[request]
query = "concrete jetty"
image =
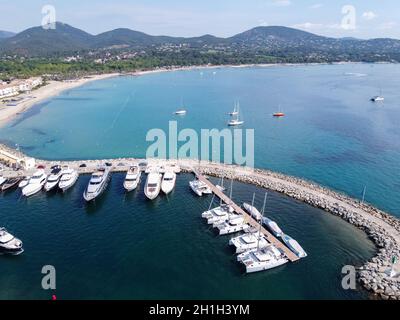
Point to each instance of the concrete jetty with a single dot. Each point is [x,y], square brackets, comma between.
[382,228]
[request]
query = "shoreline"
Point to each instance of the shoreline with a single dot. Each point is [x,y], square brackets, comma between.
[54,88]
[381,228]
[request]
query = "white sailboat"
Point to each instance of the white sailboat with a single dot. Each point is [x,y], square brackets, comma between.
[235,121]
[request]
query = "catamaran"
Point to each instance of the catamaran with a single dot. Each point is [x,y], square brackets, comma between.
[9,243]
[53,179]
[248,242]
[132,178]
[68,178]
[261,259]
[97,184]
[168,181]
[153,185]
[199,187]
[35,184]
[294,246]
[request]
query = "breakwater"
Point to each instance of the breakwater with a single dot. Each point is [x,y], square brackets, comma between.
[382,228]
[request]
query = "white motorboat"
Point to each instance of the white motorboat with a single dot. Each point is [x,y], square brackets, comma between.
[273,227]
[261,259]
[97,184]
[36,183]
[9,243]
[68,178]
[253,211]
[235,121]
[199,187]
[168,181]
[294,246]
[153,185]
[248,242]
[132,178]
[53,179]
[24,182]
[232,225]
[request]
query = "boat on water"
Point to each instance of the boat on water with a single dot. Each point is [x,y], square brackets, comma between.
[2,180]
[199,187]
[253,211]
[168,181]
[153,185]
[180,112]
[272,226]
[68,178]
[261,259]
[294,246]
[248,242]
[24,182]
[235,121]
[377,99]
[36,183]
[132,178]
[234,224]
[53,179]
[97,184]
[235,111]
[9,243]
[10,183]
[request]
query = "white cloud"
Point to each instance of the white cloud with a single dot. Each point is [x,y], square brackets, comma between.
[369,15]
[281,3]
[316,6]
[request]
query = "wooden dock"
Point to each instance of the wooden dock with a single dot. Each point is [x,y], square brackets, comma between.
[248,218]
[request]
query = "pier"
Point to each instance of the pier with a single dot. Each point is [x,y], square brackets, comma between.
[248,218]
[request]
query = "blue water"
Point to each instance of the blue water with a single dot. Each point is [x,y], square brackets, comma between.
[332,133]
[126,247]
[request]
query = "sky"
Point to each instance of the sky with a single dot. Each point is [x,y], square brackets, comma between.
[350,18]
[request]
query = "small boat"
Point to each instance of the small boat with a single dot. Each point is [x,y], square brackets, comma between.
[132,178]
[97,184]
[24,182]
[261,259]
[53,179]
[235,224]
[8,243]
[68,178]
[235,111]
[199,187]
[180,112]
[273,227]
[248,242]
[2,180]
[11,183]
[35,184]
[168,182]
[294,246]
[153,185]
[253,211]
[377,99]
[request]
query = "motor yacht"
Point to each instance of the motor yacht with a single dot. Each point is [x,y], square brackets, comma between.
[97,184]
[68,178]
[36,183]
[168,181]
[132,178]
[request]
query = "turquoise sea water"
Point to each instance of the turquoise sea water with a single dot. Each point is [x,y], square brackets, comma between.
[126,247]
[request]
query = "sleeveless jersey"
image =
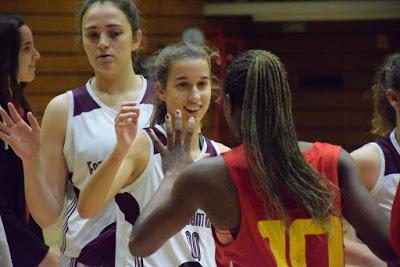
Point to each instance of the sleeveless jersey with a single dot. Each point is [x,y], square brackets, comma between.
[192,246]
[90,137]
[263,241]
[389,173]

━━━━

- **GIVEN PROBLEM**: Output all the records, word for word, with no pictures in the copy.

- **WRITTEN SOLUTION**:
[request]
query = "concrete jetty"
image =
Point to each instance of the concrete jetty with a single dot. Each point is [x,y], square brackets, comma between.
[382,228]
[request]
query = "shoreline"
Point to each instance of the shoreline with a single dot. Each point is [x,y], square brackets, comma between.
[54,88]
[381,228]
[request]
query = "white sailboat"
Point to each instance of the white sailboat with a single dot. Each point is [x,y], square brackets, comma between.
[235,121]
[request]
query = "catamaran"
Point to each instance of the catamaran with a single dot. Each point is [x,y], square brackets, comma between.
[9,243]
[53,179]
[248,242]
[132,178]
[68,178]
[261,259]
[97,184]
[168,181]
[153,185]
[199,187]
[35,184]
[294,246]
[request]
query = "breakwater"
Point to each instance of the breakwater with a single dot. Each point is [x,y], square brackets, comma between.
[382,228]
[request]
query = "white motorboat"
Point to each instance of the white motorboat with a single dot. Each point is [x,y], square brackets, comma between.
[273,227]
[261,259]
[97,184]
[36,183]
[9,243]
[68,178]
[253,211]
[235,121]
[199,187]
[168,181]
[294,246]
[153,185]
[248,242]
[132,178]
[53,179]
[24,182]
[232,225]
[request]
query = "boat on water"
Point to each instance of the boat on water with a single dot. Each point is [x,y], square brackets, comma between.
[2,180]
[199,187]
[253,211]
[168,181]
[153,185]
[180,112]
[272,226]
[68,178]
[261,259]
[294,246]
[248,242]
[24,182]
[235,121]
[377,99]
[36,183]
[132,178]
[234,224]
[53,179]
[97,184]
[235,111]
[9,243]
[10,183]
[request]
query = "white cloud"
Point to each instance of the white cloud with a single dot. Each point is [x,y], square brackets, comma between.
[369,15]
[281,3]
[316,6]
[request]
query = "wooden dock"
Point to each instance of the wooden dock with a single dot. Each point is [x,y], square brackets, comma between.
[248,218]
[request]
query = "pier"
Point to each instance of the pier with a single dot. Each point is [x,y], square brackets, comma between.
[248,218]
[request]
query = "blue water"
Point to each instance of the blue water with a single dot. Each point is [x,y], square brackets, comma between.
[332,133]
[126,247]
[request]
query = "sky"
Point to each instance of the sky with a single dot. Each point is [x,y], square brackets, comma between.
[350,18]
[request]
query = "small boat"
Point to each instance of the small boat with a single dot. Each point is [x,y], square brackets, comma between.
[132,178]
[97,184]
[24,182]
[261,259]
[53,179]
[235,224]
[8,243]
[68,178]
[235,111]
[199,187]
[180,112]
[273,227]
[248,242]
[2,180]
[11,183]
[35,184]
[168,182]
[294,246]
[153,185]
[253,211]
[377,99]
[request]
query = "motor yacht"
Point to each instance of the motor yacht with a single dot. Each point is [x,y], square brackets, comma between.
[97,184]
[68,178]
[36,183]
[168,181]
[132,178]
[request]
query = "turquoise sea water"
Point to each instance of the turquoise sea water with a single dot. Each point is [x,y], square brackets, comma between.
[126,247]
[request]
query = "sleeveless jersey"
image =
Point to each instance of the sleeveless jersey with a single dot. Each point is [x,y], square brackets, comma between.
[192,246]
[90,137]
[263,241]
[389,173]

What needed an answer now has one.